++++ VORLIEGENDER TEXT ++++
Leider geht es mit der FTD zu Ende; heute, am Freitag 7. Dezember 2012, war die letzte Ausgabe und die beiden US Korrespondenten der FTD reflektieren ihre Zeit in den USA bzw. in New York. Insbesondere den Artikel von Matthias Ruch finde ich sehr lesenswert und stimmt auch etwas nachdenklich. Ich mache ein Full Quote der Artikel, damit sie uns auch erhalten bleiben wenn die Website der FTD abgestellt wird.


Cheers, :winke
der Admin


Vier Jahre lang war Matthias Ruch unser Mann in New York. Im Niedergang seiner Wohnung spiegelt sich der Niedergang der USA.

Diese Metapher steht wie keine andere für mein Amerika, für die Mentalität und für all die ungelösten Konflikte und Probleme. Sie ist simpel und schön - und jeder in diesem Land weiß genau, was sie bedeutet: "Kicking the can down the road."
Die alte Cola-Dose, die zerbeult auf der Straße liegt. Jeder sieht sie, niemand hebt sie auf. Und wenn sie eines Tages vor der eigenen Tür landet, wird sie einfach weiter die Straße runter getreten, bis vor das nächste Haus. So funktioniert das Land, in dem ich seit 2008 lebe. Jedenfalls so lange, bis der nächste Sturm kommt.

Die Vereinigten Staaten leben von der Substanz und zehren auf, was geblieben ist aus den guten alten Zeiten. Alte Häuser, alte Brücken, alte Kraftwerke. Alles amerikanische Wertarbeit, die hatte früher mal einen guten Ruf. Das neue Amerika ist anders. Es denkt kurzfristig, denn Investitionen sind nur gut, sofern sie sich sofort rentieren. Maximaler Profit in minimaler Zeit, am besten auf Kosten der anderen. Nach uns die Sintflut.

Wer mein Amerika sehen will, muss nach Brooklyn fahren, in die Henry Street Nummer 252. Ein wunderschönes Haus von 1850. Hohe Decken mit Stuck, echte Dielenböden und ein offener Kamin. Wir haben diese Wohnung geliebt, bis es einfach nicht mehr ging. Dabei ist die Henry Street in Brooklyn Heights eine dieser Straßen mit soliden Backsteinhäusern, die tatsächlich gebaut wurden für die Ewigkeit. Einige werden bis heute gehegt und gepflegt. Nummer 252 gehört leider nicht dazu.
++++ BEREITGESTELLTE DATEN ++++
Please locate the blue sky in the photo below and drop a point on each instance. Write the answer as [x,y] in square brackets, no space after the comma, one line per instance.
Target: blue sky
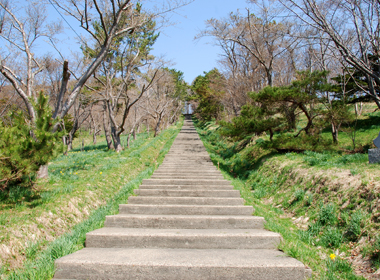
++++
• **WORUM ES GEHT**
Kopieren Sie aus dem vorliegenden Text wortgetreu den Abschnitt zwischen „Vier Jahre lang“ und „nächste Sturm kommt.“, beide Stellen eingeschlossen.

• **AUFGABENERGEBNIS**
Vier Jahre lang war Matthias Ruch unser Mann in New York. Im Niedergang seiner Wohnung spiegelt sich der Niedergang der USA.

Diese Metapher steht wie keine andere für mein Amerika, für die Mentalität und für all die ungelösten Konflikte und Probleme. Sie ist simpel und schön - und jeder in diesem Land weiß genau, was sie bedeutet: "Kicking the can down the road."
Die alte Cola-Dose, die zerbeult auf der Straße liegt. Jeder sieht sie, niemand hebt sie auf. Und wenn sie eines Tages vor der eigenen Tür landet, wird sie einfach weiter die Straße runter getreten, bis vor das nächste Haus. So funktioniert das Land, in dem ich seit 2008 lebe. Jedenfalls so lange, bis der nächste Sturm kommt.